**Work order**
The required output is the exact run of lines below that opens at the line with "Objective — locate the silver" and closes at the line with "Target: utility pole".

------ Extracted records ------

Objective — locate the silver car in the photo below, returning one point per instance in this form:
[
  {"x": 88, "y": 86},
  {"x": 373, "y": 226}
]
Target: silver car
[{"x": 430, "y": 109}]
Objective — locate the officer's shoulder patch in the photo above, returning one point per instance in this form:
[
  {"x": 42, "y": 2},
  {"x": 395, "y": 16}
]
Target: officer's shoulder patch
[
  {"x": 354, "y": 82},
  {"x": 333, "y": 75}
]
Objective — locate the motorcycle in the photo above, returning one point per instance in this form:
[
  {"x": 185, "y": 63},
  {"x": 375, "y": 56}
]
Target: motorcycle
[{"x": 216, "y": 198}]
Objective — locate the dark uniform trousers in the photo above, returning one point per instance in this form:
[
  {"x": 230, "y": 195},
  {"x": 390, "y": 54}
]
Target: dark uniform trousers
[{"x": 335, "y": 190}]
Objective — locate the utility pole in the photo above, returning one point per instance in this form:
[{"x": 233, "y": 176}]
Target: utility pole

------
------ Extracted records ------

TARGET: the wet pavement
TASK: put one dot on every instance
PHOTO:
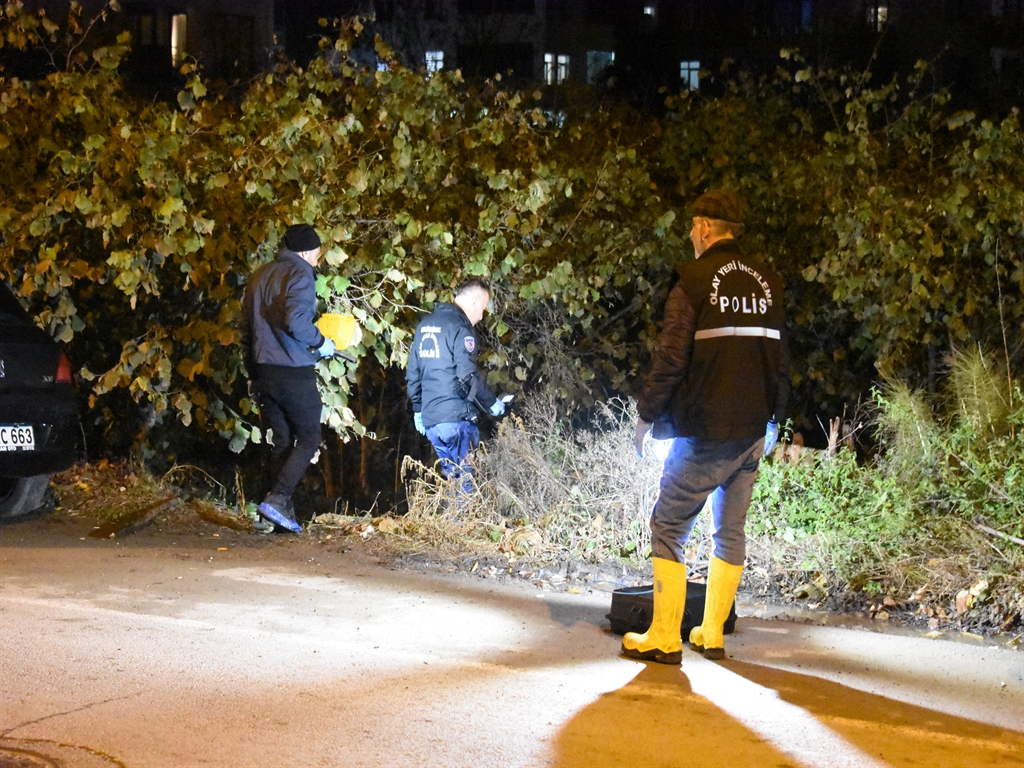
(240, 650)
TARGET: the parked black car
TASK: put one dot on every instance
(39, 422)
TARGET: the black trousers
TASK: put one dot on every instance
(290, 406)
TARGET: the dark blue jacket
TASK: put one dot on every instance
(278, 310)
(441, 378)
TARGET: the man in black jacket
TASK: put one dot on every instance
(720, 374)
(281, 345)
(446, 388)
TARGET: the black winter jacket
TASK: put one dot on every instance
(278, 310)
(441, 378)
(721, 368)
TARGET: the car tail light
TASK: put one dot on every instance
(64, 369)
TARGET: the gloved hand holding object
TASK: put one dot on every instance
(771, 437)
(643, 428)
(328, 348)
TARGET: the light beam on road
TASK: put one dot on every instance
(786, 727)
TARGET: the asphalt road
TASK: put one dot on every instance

------
------ Extracted records ------

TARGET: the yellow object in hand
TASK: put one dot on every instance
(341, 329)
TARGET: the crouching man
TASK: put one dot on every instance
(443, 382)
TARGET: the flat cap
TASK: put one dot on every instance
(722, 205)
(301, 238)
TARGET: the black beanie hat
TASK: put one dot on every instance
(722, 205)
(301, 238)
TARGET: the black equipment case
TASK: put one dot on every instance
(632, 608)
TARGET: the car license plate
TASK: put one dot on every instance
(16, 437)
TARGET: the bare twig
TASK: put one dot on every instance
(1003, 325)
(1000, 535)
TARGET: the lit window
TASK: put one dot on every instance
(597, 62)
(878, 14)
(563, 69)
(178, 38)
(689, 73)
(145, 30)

------

**Output**
Objective — locate the silver car in the photo below, returning one point per instance in this form:
[
  {"x": 88, "y": 86},
  {"x": 373, "y": 226}
]
Target: silver car
[{"x": 430, "y": 109}]
Objective — locate the officer's shoulder patch in the photo above, returning one point per instance in this form:
[
  {"x": 42, "y": 2},
  {"x": 395, "y": 16}
]
Target: officer's shoulder patch
[
  {"x": 354, "y": 82},
  {"x": 333, "y": 75}
]
Objective — locate the motorcycle in the photo above, returning one point per instance in this form:
[
  {"x": 185, "y": 63},
  {"x": 375, "y": 56}
]
Target: motorcycle
[{"x": 216, "y": 198}]
Objective — locate the dark uniform trousers in the photo above, returning one point per instance in this form:
[
  {"x": 230, "y": 195},
  {"x": 390, "y": 54}
]
Target: dark uniform trousers
[{"x": 335, "y": 190}]
Objective — locate the utility pole in the photo above, returning one point per instance in this form:
[{"x": 233, "y": 176}]
Target: utility pole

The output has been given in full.